DOCUMENT EXTRACT:
_ _ _ _ _ _ _
By Patrick W Kavanagh available at most retailers:

Finding Your Own Way: Personal Meditations for Mastery and Self-knowledge.

Bringing up the Next Generation of Witches

August, 2018

Is it just me or did July fly by?

July was a month of learning with Little Bear. We spent time at the zoo, started making our favorite foods from scratch, and spent time in the Full Moon.

Little Bear shows signs of intolerance to food coloring and preservatives, so I am working on eating a more natural diet with the family. This has been tough because Little Bear loves colorful foods…think popsicles! I’ve also learned that Little Bear will eat almost anything if I let him help make it. This made me so happy! Kitchen Witch Learning Time!

First, we always start by adding lemon essential oil to the kitchen diffuser. It gives the kitchen a clean and fresh scent. It puts us in the mindset of starting fresh.

We always stir clockwise (deosil) to bring positive (or happiness as Little Bear calls it) to the dish and every one that eats it.

I made it a point to discuss the food that we use in every dish. I wanted him to be aware of how each ingredient grows, how it helps our bodies, and what the properties are. Some of Little Bear’s favorite foods are green peppers (high in vitamin C), black olives (bring good luck) and apples (promotes love).

In July, we made pizza twice from scratch and a batch of pickled eggs. Little Bear was amazed that we could create pizza at home. We also made a batch of breadsticks that he claimed were better than Little Caesar’s! While making the pickled eggs, it was fun to see his eyes grow large as he watched the white eggs change to purplish/pink. We decided that the pickled eggs had a bit too much vinegar for us and plan on trying a different recipe in August.

The zoo is always a tough place for me. On one hand, I hate that all these beautiful creatures are locked up but on the other, I am so grateful that the zoo can help these animals rise back from extinction. Little Bear pulls me from exhibit to exhibit, chattering about each animal. We discuss the animal’s markings, homes, and food they eat. As always there is a teaching moment to be found here. Totem/spirit animals have always held a special place in my heart. I love to teach about the strengths each animal has. At every animal exhibit, I would ask Little Bear what he thought made this animal strong. Some of the answers crack me up.
_ _ _ _ _ _ _
DATASET EXTRACT:
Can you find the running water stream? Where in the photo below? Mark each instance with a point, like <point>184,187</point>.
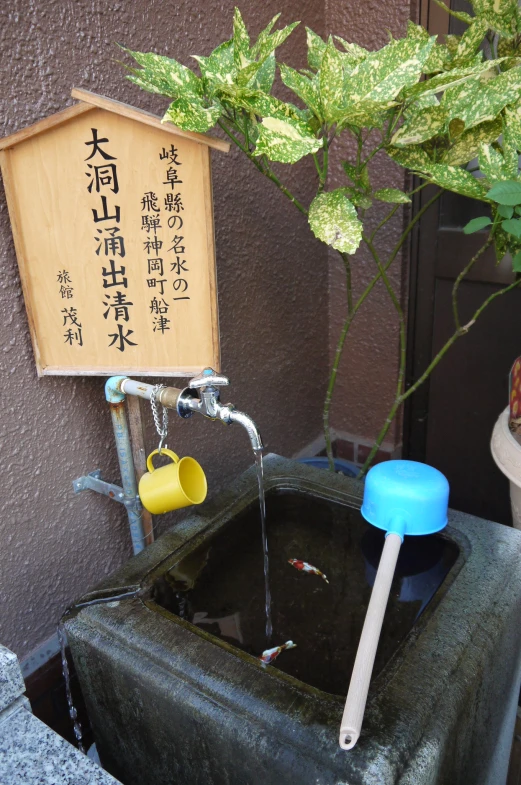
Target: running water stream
<point>67,678</point>
<point>262,503</point>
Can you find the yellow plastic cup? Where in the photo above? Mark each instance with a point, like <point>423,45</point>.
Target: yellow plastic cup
<point>171,487</point>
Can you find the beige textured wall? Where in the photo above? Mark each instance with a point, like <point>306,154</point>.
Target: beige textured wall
<point>368,373</point>
<point>273,297</point>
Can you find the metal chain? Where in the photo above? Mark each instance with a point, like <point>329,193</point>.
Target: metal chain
<point>162,429</point>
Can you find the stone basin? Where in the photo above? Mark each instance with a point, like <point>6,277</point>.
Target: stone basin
<point>175,690</point>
_ _ _ _ _ _ _
EXERCISES:
1) Print the part of the post about Little Bear that opens with the words containing "First, we always" and closes with "apples (promotes love).".
2) In the records, rewrite the lines from the one containing "Can you find the metal" through the end of the records, replacing "stone basin" with "granite basin" and leaving everything else unchanged. Give only those lines.

COMPLETED EXERCISE:
1)
First, we always start by adding lemon essential oil to the kitchen diffuser. It gives the kitchen a clean and fresh scent. It puts us in the mindset of starting fresh.

We always stir clockwise (deosil) to bring positive (or happiness as Little Bear calls it) to the dish and every one that eats it.

I made it a point to discuss the food that we use in every dish. I wanted him to be aware of how each ingredient grows, how it helps our bodies, and what the properties are. Some of Little Bear’s favorite foods are green peppers (high in vitamin C), black olives (bring good luck) and apples (promotes love).

2)
Can you find the metal chain? Where in the photo above? Mark each instance with a point, like <point>329,193</point>.
Target: metal chain
<point>162,429</point>
Can you find the granite basin? Where in the photo above? Mark each instance with a point, like <point>6,277</point>.
Target: granite basin
<point>175,690</point>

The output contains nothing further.